[Image object location entries]
- - -

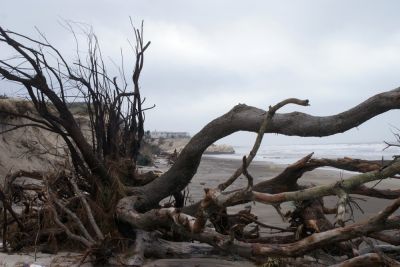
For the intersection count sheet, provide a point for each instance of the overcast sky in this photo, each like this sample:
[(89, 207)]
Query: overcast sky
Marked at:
[(207, 56)]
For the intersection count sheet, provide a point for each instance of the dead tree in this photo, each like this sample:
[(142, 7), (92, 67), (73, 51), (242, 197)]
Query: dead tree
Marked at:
[(115, 136)]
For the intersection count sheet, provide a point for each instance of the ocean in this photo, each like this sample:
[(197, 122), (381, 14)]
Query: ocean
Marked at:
[(287, 154)]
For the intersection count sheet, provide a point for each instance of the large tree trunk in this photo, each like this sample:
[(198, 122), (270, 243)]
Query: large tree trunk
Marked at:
[(246, 118)]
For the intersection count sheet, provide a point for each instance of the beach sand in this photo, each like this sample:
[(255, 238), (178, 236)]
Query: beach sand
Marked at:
[(211, 172)]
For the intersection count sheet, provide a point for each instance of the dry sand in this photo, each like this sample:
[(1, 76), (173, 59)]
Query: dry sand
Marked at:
[(213, 171)]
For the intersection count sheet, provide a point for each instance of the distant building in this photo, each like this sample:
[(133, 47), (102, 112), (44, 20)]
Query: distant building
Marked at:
[(156, 134)]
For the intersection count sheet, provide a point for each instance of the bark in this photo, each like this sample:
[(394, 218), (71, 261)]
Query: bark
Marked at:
[(245, 118)]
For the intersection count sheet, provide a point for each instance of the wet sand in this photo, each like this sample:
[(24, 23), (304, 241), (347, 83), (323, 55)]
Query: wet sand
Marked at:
[(212, 171)]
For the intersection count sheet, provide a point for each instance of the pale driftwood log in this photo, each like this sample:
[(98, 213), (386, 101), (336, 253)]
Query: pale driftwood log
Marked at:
[(245, 118)]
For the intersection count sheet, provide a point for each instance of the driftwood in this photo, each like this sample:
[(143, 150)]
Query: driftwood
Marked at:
[(100, 211)]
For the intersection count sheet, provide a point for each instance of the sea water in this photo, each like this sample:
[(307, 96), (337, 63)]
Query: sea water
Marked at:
[(287, 154)]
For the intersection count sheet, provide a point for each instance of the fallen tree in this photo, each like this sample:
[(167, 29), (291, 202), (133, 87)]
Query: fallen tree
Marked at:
[(93, 201)]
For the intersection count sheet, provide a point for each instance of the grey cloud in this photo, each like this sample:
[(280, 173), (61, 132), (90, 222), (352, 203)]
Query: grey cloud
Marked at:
[(209, 55)]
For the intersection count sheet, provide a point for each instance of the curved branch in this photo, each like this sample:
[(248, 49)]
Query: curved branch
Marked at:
[(246, 118)]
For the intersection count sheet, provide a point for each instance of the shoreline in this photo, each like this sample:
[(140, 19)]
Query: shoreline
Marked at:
[(211, 172)]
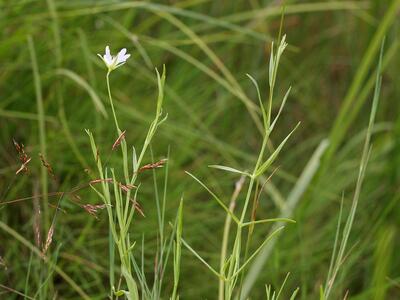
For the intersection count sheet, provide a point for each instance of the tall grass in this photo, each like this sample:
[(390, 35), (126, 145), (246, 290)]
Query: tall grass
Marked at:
[(210, 232)]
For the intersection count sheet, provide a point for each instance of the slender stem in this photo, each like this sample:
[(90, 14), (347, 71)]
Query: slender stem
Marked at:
[(111, 102)]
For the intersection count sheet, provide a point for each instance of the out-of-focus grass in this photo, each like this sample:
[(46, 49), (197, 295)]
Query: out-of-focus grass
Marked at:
[(208, 47)]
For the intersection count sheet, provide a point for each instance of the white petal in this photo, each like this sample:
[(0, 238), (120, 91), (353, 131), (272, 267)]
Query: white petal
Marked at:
[(108, 59)]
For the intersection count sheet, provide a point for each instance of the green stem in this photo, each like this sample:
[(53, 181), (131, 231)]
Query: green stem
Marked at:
[(111, 102)]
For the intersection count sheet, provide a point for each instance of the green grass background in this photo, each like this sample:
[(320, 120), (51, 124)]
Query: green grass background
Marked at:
[(207, 47)]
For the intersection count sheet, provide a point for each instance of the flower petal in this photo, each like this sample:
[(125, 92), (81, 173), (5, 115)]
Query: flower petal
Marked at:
[(122, 57)]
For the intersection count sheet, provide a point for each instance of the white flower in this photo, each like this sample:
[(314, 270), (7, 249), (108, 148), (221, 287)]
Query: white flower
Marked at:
[(113, 62)]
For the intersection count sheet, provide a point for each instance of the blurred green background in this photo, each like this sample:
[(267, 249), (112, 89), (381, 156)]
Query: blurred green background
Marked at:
[(207, 47)]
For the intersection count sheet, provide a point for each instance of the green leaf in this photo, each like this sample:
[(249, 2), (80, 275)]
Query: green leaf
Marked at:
[(229, 169)]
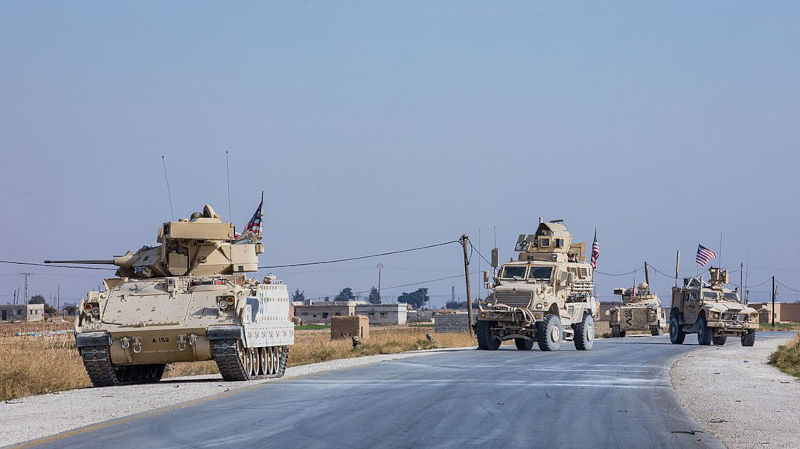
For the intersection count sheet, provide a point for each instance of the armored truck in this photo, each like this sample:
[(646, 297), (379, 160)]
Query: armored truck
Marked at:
[(712, 311), (640, 311), (187, 299), (545, 296)]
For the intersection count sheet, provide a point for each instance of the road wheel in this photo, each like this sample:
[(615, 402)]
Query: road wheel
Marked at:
[(584, 333), (550, 333), (523, 344), (676, 333), (749, 339), (486, 341), (703, 332)]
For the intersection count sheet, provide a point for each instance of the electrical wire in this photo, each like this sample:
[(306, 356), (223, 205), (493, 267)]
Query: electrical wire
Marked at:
[(389, 253), (32, 264)]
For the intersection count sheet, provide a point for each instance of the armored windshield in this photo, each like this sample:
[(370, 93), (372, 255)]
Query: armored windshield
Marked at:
[(541, 273), (513, 273), (732, 296)]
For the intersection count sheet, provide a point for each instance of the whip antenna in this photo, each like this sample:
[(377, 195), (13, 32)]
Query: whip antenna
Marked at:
[(228, 172), (169, 193)]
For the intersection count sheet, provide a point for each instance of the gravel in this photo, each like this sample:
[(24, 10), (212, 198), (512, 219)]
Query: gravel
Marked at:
[(40, 416), (734, 394)]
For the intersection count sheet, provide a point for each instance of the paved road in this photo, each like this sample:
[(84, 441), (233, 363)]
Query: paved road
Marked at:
[(616, 395)]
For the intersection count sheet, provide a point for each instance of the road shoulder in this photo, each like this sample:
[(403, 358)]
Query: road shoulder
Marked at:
[(35, 417), (735, 395)]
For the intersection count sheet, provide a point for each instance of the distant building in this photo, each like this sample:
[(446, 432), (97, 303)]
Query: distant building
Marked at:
[(384, 313), (21, 312), (321, 312), (785, 312)]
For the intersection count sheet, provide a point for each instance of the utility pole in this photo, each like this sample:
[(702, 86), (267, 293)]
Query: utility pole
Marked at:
[(380, 269), (27, 276), (464, 239), (773, 301)]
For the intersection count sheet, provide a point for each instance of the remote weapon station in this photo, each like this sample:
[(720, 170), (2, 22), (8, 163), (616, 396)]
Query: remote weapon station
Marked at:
[(545, 296), (187, 299)]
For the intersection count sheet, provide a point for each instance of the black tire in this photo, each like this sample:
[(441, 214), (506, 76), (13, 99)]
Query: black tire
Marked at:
[(523, 344), (485, 339), (676, 333), (704, 333), (550, 333), (749, 339), (584, 333)]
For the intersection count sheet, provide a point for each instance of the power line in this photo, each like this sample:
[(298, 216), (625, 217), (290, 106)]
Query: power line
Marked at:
[(389, 253), (32, 264)]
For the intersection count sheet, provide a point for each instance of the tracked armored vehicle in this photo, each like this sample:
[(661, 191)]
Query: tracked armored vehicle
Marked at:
[(712, 311), (543, 297), (187, 299), (640, 311)]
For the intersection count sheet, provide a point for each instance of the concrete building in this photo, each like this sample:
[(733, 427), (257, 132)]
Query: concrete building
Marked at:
[(21, 312), (785, 312), (384, 313), (321, 312)]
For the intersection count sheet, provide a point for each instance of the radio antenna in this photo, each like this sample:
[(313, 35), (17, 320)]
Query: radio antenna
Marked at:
[(228, 172), (169, 193)]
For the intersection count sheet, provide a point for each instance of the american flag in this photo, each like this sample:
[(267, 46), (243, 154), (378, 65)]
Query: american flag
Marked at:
[(254, 225), (704, 255)]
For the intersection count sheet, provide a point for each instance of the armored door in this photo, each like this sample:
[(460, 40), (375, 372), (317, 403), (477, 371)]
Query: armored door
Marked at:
[(691, 302)]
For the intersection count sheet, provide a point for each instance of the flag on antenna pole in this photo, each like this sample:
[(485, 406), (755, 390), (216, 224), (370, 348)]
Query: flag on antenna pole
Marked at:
[(704, 255), (253, 227), (595, 250)]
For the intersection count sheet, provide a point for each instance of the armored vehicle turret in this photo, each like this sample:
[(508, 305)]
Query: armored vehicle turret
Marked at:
[(640, 310), (545, 296), (712, 311), (187, 299)]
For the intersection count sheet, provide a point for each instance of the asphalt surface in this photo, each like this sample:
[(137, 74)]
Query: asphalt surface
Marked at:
[(618, 395)]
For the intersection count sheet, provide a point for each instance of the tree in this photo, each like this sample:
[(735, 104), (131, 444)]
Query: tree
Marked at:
[(417, 299), (345, 295), (374, 296), (71, 309), (298, 295)]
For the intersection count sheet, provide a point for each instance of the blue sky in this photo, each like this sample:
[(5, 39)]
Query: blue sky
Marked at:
[(379, 126)]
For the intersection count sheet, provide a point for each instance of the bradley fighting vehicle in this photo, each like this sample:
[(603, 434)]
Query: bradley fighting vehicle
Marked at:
[(187, 299), (712, 311), (545, 296), (640, 310)]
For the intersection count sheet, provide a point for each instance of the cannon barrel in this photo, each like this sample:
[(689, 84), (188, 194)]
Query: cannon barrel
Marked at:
[(84, 261)]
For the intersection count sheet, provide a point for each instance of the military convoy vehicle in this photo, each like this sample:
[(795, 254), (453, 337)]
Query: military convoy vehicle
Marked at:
[(545, 296), (712, 311), (187, 299), (640, 311)]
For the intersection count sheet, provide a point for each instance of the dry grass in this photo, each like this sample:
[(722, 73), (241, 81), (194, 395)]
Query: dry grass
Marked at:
[(787, 357), (30, 366)]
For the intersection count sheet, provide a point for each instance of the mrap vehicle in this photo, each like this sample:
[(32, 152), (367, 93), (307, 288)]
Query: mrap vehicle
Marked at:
[(543, 297)]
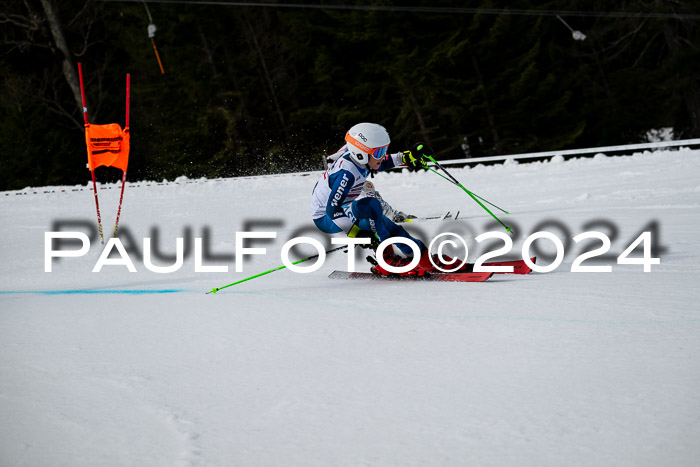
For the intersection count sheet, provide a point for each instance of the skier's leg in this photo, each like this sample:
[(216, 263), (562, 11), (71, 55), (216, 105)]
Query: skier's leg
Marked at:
[(368, 213)]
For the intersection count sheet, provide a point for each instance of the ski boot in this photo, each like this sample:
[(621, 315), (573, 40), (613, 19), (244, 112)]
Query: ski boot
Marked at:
[(396, 261)]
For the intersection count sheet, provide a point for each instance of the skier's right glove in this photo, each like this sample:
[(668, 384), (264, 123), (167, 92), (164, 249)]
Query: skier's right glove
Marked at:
[(416, 157), (357, 232)]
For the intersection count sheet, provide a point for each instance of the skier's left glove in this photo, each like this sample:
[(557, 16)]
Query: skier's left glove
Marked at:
[(357, 232), (416, 157)]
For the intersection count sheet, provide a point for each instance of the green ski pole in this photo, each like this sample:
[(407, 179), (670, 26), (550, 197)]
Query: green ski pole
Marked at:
[(216, 289), (482, 199), (474, 197)]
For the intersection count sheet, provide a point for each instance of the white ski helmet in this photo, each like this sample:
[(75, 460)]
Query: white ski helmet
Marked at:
[(367, 140)]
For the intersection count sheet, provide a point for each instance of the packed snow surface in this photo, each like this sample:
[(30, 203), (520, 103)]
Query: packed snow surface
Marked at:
[(115, 368)]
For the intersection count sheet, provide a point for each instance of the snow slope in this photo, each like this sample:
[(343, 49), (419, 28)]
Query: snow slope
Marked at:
[(581, 369)]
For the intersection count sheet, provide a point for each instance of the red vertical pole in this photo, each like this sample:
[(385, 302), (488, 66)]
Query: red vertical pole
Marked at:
[(126, 129), (92, 171), (128, 88)]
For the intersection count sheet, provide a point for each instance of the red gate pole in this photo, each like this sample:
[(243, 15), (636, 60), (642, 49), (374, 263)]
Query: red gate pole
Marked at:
[(92, 171), (126, 130)]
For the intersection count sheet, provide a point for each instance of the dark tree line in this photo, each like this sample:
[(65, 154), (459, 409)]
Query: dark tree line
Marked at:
[(250, 90)]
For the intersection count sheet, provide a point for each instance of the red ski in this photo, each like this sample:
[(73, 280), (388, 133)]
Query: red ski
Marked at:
[(446, 277), (519, 266)]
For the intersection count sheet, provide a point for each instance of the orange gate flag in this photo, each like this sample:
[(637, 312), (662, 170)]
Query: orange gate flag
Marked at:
[(107, 145)]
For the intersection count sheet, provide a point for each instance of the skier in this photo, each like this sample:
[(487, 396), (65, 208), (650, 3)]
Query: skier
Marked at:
[(368, 188), (338, 203)]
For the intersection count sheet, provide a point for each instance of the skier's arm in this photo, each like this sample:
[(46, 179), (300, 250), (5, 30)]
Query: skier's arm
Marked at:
[(340, 182), (415, 158), (391, 161)]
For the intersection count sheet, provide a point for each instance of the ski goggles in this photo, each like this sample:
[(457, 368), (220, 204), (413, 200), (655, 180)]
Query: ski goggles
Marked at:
[(376, 153)]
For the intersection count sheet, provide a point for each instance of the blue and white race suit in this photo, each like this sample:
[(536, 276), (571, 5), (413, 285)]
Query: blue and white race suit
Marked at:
[(336, 203)]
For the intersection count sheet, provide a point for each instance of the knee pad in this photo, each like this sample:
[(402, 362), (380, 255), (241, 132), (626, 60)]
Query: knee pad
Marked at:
[(367, 208)]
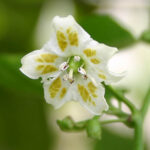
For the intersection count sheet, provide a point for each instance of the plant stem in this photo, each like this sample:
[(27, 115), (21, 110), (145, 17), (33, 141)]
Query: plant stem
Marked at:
[(112, 121), (146, 103), (121, 98), (138, 134)]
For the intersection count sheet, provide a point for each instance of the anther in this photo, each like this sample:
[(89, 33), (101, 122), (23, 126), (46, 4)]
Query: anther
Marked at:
[(63, 66), (82, 72), (70, 77), (77, 58), (65, 77)]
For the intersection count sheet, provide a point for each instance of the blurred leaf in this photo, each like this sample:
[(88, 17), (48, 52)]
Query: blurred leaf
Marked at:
[(146, 36), (93, 129), (12, 79), (106, 30), (114, 142), (18, 21), (23, 124)]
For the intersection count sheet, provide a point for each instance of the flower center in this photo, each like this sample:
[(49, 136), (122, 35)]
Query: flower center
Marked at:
[(74, 65)]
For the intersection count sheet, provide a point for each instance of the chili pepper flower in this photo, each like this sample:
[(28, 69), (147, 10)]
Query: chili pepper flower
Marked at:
[(72, 66)]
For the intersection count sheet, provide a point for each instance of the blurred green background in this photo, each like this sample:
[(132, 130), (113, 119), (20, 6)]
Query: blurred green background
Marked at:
[(26, 121)]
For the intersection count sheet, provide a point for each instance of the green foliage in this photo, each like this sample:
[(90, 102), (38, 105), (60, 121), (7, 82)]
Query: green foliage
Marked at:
[(106, 30), (13, 79), (113, 142), (146, 36)]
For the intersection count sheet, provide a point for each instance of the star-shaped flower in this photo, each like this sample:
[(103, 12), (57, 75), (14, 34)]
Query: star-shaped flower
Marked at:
[(72, 66)]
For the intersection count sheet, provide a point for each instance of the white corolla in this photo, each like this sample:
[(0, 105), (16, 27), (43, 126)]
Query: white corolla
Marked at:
[(72, 66)]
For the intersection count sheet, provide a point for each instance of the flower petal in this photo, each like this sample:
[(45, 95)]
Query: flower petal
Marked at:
[(67, 36), (40, 63), (91, 96), (57, 91), (97, 57)]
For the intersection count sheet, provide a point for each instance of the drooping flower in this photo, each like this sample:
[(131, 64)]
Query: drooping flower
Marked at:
[(72, 66)]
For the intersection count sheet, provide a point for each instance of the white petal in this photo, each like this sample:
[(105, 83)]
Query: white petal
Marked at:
[(40, 63), (97, 56), (67, 36), (91, 96), (57, 91)]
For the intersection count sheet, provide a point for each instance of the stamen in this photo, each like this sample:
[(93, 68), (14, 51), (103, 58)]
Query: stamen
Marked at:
[(82, 72), (65, 77), (70, 77), (63, 66), (77, 58)]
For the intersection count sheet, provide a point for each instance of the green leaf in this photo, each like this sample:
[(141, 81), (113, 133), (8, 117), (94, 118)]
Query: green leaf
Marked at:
[(112, 141), (146, 36), (106, 30), (93, 129)]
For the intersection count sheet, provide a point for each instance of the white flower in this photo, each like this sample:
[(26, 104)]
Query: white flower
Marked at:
[(72, 66)]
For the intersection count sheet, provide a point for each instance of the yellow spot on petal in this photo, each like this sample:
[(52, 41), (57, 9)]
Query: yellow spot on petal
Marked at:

- - -

- **Written task**: Return, verbatim, every line of the entries from the line containing "of the tall" down to the line containing "[(113, 62)]", both lines included.

- **Right answer**:
For the intersection count sheet, provide a point for each instance of the tall grass in this photo, each like this sample:
[(390, 35), (126, 145), (246, 290)]
Query: tall grass
Marked at:
[(210, 232)]
For the intersection count sheet, provide a point for each instance of the slender stem in this photo, each like this sample:
[(90, 14), (347, 71)]
Query: slender stem
Marked at:
[(111, 102)]
For the intersection count sheet, provide a point for each instance of the out-of-focus grass in this photo, each like this sample:
[(46, 49), (197, 295)]
Query: out-of-focus grass
Marked at:
[(208, 47)]
For the intersection count sheet, provide a point for each instance of the white petal in this photo, each like this sample:
[(0, 238), (120, 91), (353, 131), (272, 267)]
Query: white petal
Marked at:
[(108, 59)]
For the intersection count sheet, provide a point for each instance of the green stem in this photo, each like this sample:
[(53, 181), (131, 231)]
Query: green stem
Marked at:
[(111, 102)]
For the intersection count sheet, provide a point for each instance of the green grass background in this photo, each like this sample:
[(320, 120), (51, 124)]
Query: green grass background
Marked at:
[(207, 47)]
For the intersection count sheet, provide a point for each instance of the flower petal in this photo, each like this sample:
[(125, 92), (81, 173), (5, 115)]
Query: flower petal
Marked at:
[(122, 57)]
For the intersection count sheet, provide a point for each instance of the white flower in this photo, each like this sample:
[(314, 270), (7, 249), (108, 148), (221, 287)]
Query: white flower
Marked at:
[(113, 62)]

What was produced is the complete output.